__Problem to solve__: Show, from the records below, all lines that contain the word "table".

-- Input material follows --

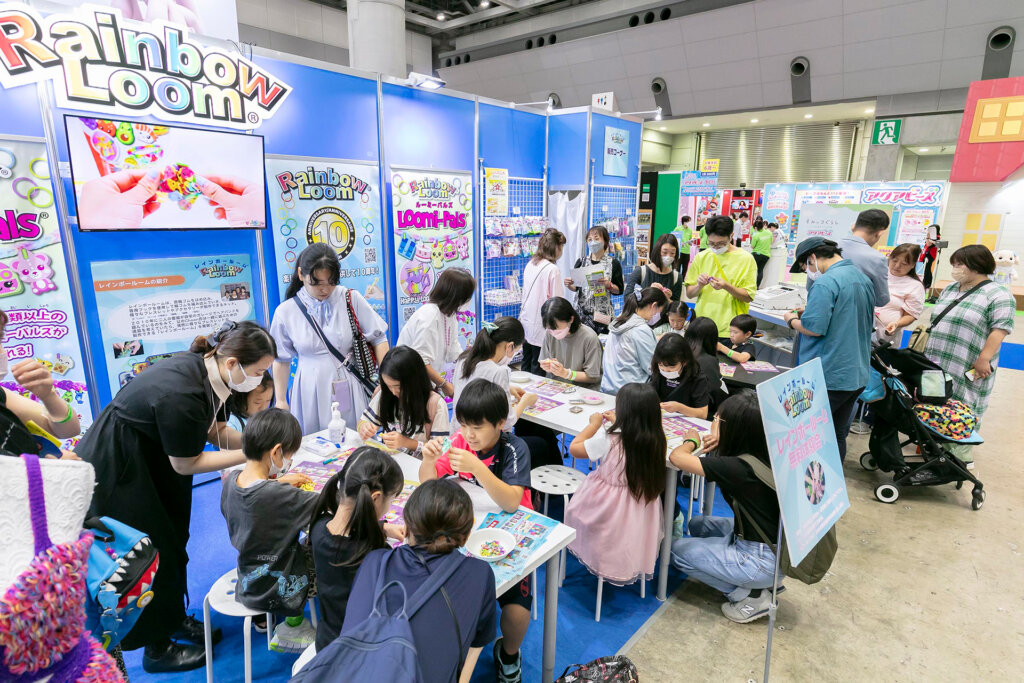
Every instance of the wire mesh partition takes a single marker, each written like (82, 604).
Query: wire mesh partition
(508, 245)
(615, 208)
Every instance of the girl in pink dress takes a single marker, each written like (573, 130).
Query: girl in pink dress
(617, 512)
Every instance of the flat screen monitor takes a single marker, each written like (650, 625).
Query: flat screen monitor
(141, 176)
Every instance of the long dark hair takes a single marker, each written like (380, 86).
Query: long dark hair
(439, 516)
(647, 297)
(247, 341)
(506, 329)
(404, 365)
(367, 470)
(740, 428)
(638, 423)
(670, 350)
(702, 336)
(317, 256)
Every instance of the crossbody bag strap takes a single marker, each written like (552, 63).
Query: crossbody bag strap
(938, 318)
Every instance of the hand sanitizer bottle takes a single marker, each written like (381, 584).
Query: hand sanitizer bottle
(336, 430)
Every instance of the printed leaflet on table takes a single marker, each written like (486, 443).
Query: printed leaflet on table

-- Input material concluded --

__Written solution__:
Every instance of the printed leaflet on table takes a single marker, each written like (486, 443).
Query: printed leaflet on table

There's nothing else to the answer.